(Pointing and labeling entries)
════════════════
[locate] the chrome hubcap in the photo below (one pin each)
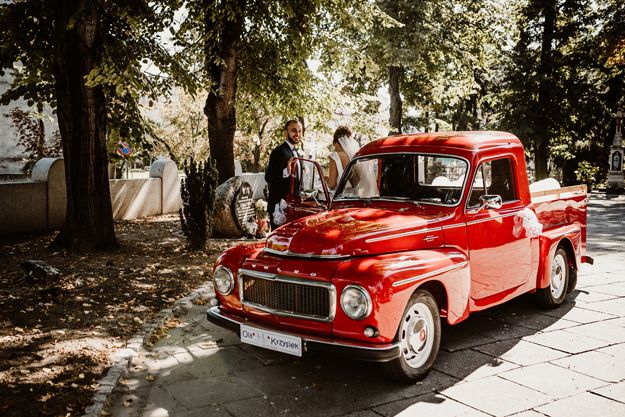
(558, 275)
(416, 335)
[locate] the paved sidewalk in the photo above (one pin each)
(512, 360)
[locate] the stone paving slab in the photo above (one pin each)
(497, 396)
(595, 364)
(516, 359)
(586, 404)
(552, 380)
(432, 405)
(521, 352)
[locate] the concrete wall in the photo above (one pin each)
(40, 203)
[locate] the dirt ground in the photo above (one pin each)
(56, 334)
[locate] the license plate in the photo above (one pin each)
(271, 340)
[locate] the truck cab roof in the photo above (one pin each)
(469, 142)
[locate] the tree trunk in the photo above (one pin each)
(394, 78)
(545, 73)
(82, 123)
(257, 147)
(220, 109)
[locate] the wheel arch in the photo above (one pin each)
(439, 292)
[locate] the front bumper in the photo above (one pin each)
(314, 344)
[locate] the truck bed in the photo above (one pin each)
(562, 208)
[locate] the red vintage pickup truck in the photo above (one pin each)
(421, 227)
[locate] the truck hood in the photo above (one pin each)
(354, 232)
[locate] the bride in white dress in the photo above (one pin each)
(345, 147)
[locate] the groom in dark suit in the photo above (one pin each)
(281, 163)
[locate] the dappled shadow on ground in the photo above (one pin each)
(212, 372)
(56, 334)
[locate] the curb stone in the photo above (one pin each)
(122, 358)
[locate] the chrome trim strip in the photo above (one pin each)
(303, 255)
(444, 155)
(453, 226)
(305, 338)
(403, 234)
(493, 218)
(292, 280)
(572, 229)
(431, 273)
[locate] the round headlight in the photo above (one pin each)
(355, 302)
(223, 280)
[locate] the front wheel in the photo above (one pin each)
(553, 295)
(419, 337)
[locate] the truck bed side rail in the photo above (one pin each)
(557, 193)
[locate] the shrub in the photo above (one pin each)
(586, 173)
(198, 201)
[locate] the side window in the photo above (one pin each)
(478, 188)
(493, 177)
(502, 181)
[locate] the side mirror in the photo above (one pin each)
(490, 201)
(309, 194)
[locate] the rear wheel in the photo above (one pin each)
(419, 337)
(553, 295)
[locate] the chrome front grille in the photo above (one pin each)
(287, 296)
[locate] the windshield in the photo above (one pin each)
(424, 178)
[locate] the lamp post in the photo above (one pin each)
(615, 161)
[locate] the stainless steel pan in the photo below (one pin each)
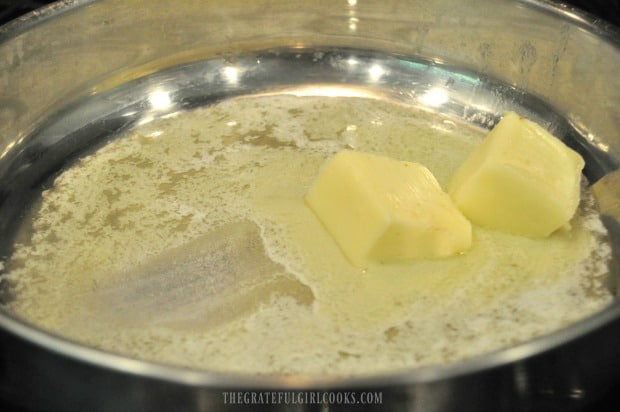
(68, 72)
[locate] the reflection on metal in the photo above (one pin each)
(231, 74)
(435, 97)
(160, 100)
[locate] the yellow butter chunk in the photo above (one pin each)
(380, 209)
(520, 180)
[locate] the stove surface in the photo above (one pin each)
(608, 10)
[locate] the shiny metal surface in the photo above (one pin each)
(80, 72)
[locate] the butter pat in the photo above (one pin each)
(520, 180)
(380, 209)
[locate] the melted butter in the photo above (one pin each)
(175, 181)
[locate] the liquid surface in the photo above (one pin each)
(187, 241)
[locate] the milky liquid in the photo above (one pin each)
(113, 258)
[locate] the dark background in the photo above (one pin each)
(608, 10)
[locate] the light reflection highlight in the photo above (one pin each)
(160, 100)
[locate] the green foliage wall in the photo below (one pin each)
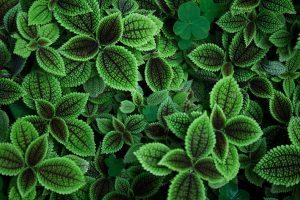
(149, 99)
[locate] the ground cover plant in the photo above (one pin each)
(149, 99)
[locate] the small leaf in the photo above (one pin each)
(11, 160)
(176, 160)
(149, 156)
(280, 166)
(10, 91)
(200, 139)
(158, 74)
(208, 56)
(60, 175)
(280, 107)
(112, 142)
(37, 151)
(110, 29)
(118, 68)
(71, 105)
(186, 185)
(227, 94)
(80, 48)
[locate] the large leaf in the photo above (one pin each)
(118, 68)
(10, 91)
(227, 94)
(80, 48)
(149, 156)
(11, 160)
(281, 165)
(60, 175)
(186, 185)
(200, 139)
(158, 74)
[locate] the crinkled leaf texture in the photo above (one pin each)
(60, 175)
(281, 165)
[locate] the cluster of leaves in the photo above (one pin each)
(127, 99)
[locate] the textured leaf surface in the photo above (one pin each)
(118, 68)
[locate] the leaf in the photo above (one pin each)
(186, 185)
(80, 48)
(45, 109)
(28, 32)
(138, 30)
(158, 74)
(11, 160)
(242, 55)
(280, 165)
(268, 22)
(71, 105)
(241, 130)
(280, 107)
(26, 181)
(208, 56)
(149, 156)
(60, 175)
(200, 139)
(110, 29)
(72, 7)
(112, 142)
(178, 123)
(232, 23)
(227, 94)
(118, 68)
(176, 160)
(59, 130)
(37, 151)
(10, 91)
(279, 6)
(39, 13)
(81, 138)
(50, 61)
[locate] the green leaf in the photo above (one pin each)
(37, 151)
(200, 139)
(10, 91)
(11, 160)
(138, 30)
(294, 130)
(71, 105)
(149, 156)
(60, 175)
(80, 48)
(227, 94)
(158, 74)
(241, 130)
(112, 142)
(110, 29)
(280, 107)
(72, 7)
(178, 123)
(208, 56)
(186, 185)
(39, 13)
(242, 55)
(45, 109)
(118, 68)
(268, 22)
(26, 181)
(81, 138)
(280, 166)
(279, 6)
(176, 160)
(232, 23)
(26, 31)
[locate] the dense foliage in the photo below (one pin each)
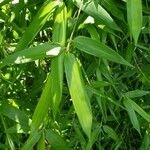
(75, 74)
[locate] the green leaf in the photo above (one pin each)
(15, 114)
(57, 72)
(134, 15)
(41, 142)
(98, 49)
(136, 93)
(111, 133)
(78, 93)
(31, 54)
(97, 12)
(60, 24)
(37, 23)
(138, 109)
(32, 140)
(132, 115)
(59, 36)
(111, 6)
(56, 141)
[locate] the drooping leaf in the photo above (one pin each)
(136, 93)
(134, 15)
(98, 49)
(132, 115)
(15, 114)
(78, 93)
(56, 141)
(31, 54)
(57, 72)
(60, 24)
(37, 23)
(59, 36)
(41, 142)
(111, 133)
(32, 140)
(138, 109)
(97, 12)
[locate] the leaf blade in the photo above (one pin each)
(78, 94)
(134, 15)
(98, 49)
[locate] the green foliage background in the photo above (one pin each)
(75, 74)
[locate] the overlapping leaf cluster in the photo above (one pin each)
(75, 74)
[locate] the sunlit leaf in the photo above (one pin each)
(78, 93)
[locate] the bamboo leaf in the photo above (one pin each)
(41, 142)
(37, 23)
(132, 115)
(56, 82)
(56, 141)
(78, 93)
(59, 36)
(97, 12)
(15, 114)
(31, 54)
(111, 133)
(32, 140)
(52, 90)
(136, 93)
(60, 24)
(138, 109)
(98, 49)
(134, 15)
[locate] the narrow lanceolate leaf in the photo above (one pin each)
(37, 23)
(52, 90)
(60, 24)
(134, 14)
(31, 54)
(42, 106)
(98, 13)
(56, 141)
(132, 115)
(78, 93)
(56, 82)
(32, 140)
(98, 49)
(111, 133)
(136, 93)
(138, 109)
(41, 142)
(59, 36)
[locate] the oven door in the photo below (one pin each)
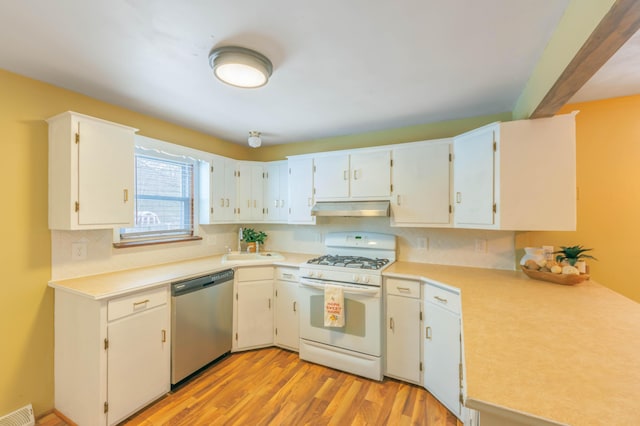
(362, 331)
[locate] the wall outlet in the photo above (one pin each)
(481, 245)
(423, 243)
(78, 251)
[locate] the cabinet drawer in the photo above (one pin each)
(288, 274)
(134, 303)
(254, 274)
(448, 298)
(400, 287)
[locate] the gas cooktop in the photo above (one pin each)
(356, 262)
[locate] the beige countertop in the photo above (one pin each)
(107, 285)
(565, 353)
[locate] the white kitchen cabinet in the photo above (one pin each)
(518, 175)
(111, 357)
(276, 191)
(403, 358)
(91, 173)
(352, 175)
(421, 177)
(287, 322)
(218, 190)
(253, 308)
(250, 188)
(300, 190)
(442, 349)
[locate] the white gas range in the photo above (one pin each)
(354, 263)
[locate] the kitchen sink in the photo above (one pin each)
(235, 257)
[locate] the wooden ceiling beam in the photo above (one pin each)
(618, 25)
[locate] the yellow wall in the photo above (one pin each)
(443, 129)
(576, 25)
(26, 304)
(608, 178)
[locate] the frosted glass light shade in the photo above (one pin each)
(240, 67)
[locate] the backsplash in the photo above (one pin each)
(459, 247)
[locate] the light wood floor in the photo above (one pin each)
(273, 387)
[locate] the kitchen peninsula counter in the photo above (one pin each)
(110, 284)
(536, 350)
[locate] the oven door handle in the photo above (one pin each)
(345, 289)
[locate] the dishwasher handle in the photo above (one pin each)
(182, 287)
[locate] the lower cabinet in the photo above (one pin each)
(253, 308)
(287, 322)
(111, 357)
(403, 357)
(442, 346)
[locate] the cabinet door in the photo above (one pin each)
(286, 322)
(250, 192)
(421, 184)
(283, 183)
(331, 177)
(255, 314)
(370, 174)
(275, 191)
(300, 190)
(138, 361)
(442, 355)
(105, 174)
(474, 177)
(403, 338)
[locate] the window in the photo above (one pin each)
(164, 200)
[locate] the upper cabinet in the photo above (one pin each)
(518, 175)
(218, 190)
(355, 175)
(276, 191)
(91, 173)
(300, 190)
(421, 178)
(250, 187)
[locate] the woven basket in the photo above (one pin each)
(565, 279)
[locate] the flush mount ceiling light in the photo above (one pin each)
(240, 67)
(254, 139)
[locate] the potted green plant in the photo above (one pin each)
(253, 238)
(572, 254)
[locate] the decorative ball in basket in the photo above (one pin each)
(561, 270)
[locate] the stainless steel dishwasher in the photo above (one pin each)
(201, 322)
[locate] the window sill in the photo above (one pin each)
(128, 244)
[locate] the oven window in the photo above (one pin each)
(354, 316)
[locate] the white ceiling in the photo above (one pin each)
(340, 67)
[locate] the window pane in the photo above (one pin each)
(164, 198)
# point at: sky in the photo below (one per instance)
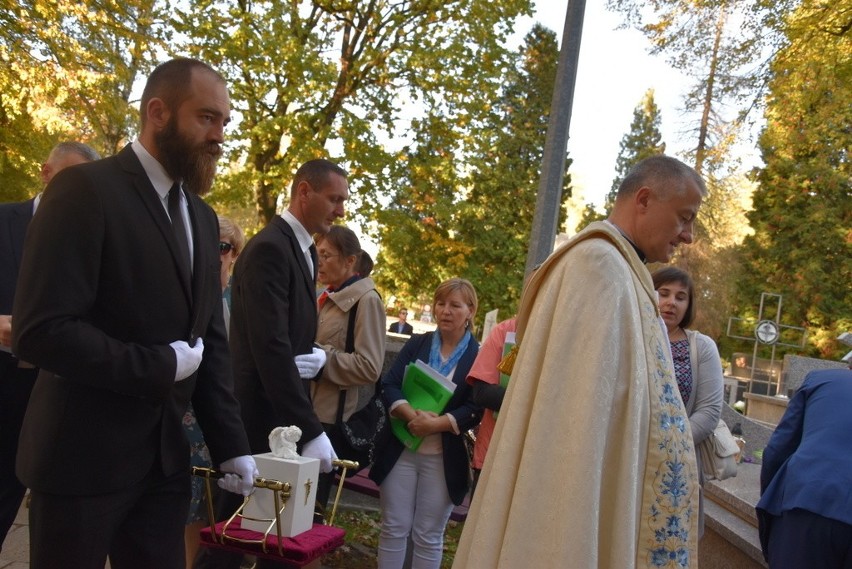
(613, 74)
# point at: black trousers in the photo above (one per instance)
(140, 527)
(16, 384)
(800, 539)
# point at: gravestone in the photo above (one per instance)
(797, 367)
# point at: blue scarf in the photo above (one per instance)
(444, 368)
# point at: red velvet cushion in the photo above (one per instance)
(298, 550)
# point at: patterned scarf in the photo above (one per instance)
(435, 361)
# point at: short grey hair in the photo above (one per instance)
(661, 168)
(73, 147)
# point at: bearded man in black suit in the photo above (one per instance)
(274, 324)
(123, 314)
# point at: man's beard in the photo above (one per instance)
(194, 165)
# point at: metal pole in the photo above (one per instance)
(553, 163)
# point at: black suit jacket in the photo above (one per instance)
(104, 300)
(273, 319)
(14, 218)
(406, 328)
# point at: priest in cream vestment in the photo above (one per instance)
(592, 464)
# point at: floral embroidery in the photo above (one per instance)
(669, 510)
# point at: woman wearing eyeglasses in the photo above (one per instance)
(353, 365)
(231, 241)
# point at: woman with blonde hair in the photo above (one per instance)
(351, 331)
(419, 488)
(231, 241)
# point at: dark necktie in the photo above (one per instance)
(180, 231)
(314, 260)
(321, 300)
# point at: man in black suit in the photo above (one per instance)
(123, 314)
(274, 323)
(402, 327)
(17, 377)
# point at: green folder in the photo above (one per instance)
(507, 347)
(425, 389)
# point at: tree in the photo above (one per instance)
(299, 96)
(643, 140)
(68, 72)
(497, 214)
(722, 45)
(475, 220)
(802, 216)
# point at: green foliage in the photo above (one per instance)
(496, 217)
(802, 217)
(333, 79)
(474, 222)
(67, 71)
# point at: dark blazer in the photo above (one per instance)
(460, 406)
(104, 298)
(14, 218)
(807, 463)
(406, 328)
(273, 319)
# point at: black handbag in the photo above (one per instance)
(368, 428)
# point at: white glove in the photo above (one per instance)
(188, 358)
(321, 449)
(241, 474)
(309, 365)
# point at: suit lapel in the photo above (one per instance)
(18, 228)
(297, 253)
(128, 160)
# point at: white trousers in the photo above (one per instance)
(414, 500)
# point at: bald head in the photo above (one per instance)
(66, 154)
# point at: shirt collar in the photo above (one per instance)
(302, 236)
(161, 181)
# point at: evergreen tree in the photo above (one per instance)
(474, 222)
(497, 215)
(643, 140)
(802, 216)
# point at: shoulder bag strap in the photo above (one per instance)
════════════════
Task directions >> Reproduce, word for word, every line starting at the line that contains "# point at: black handbag" and ending with the final line of the entries.

Response to this task >>
# point at: black handbag in the photo above (one per instance)
(368, 428)
# point at: white glove in the photo above (one per instance)
(188, 358)
(321, 449)
(241, 474)
(309, 365)
# point at: suit lapel in the photo above (one per instance)
(18, 228)
(297, 253)
(128, 160)
# point at: white trousers in the photo above (one per instance)
(414, 500)
# point at: bald head in the photo above (one per instance)
(66, 154)
# point at: shirt collar in the photo above (one per instance)
(302, 236)
(161, 181)
# point at: evergreen tree in the photo above (one per instance)
(474, 222)
(497, 215)
(643, 140)
(802, 216)
# point at: shoulder bag strap in the photo above (one per instance)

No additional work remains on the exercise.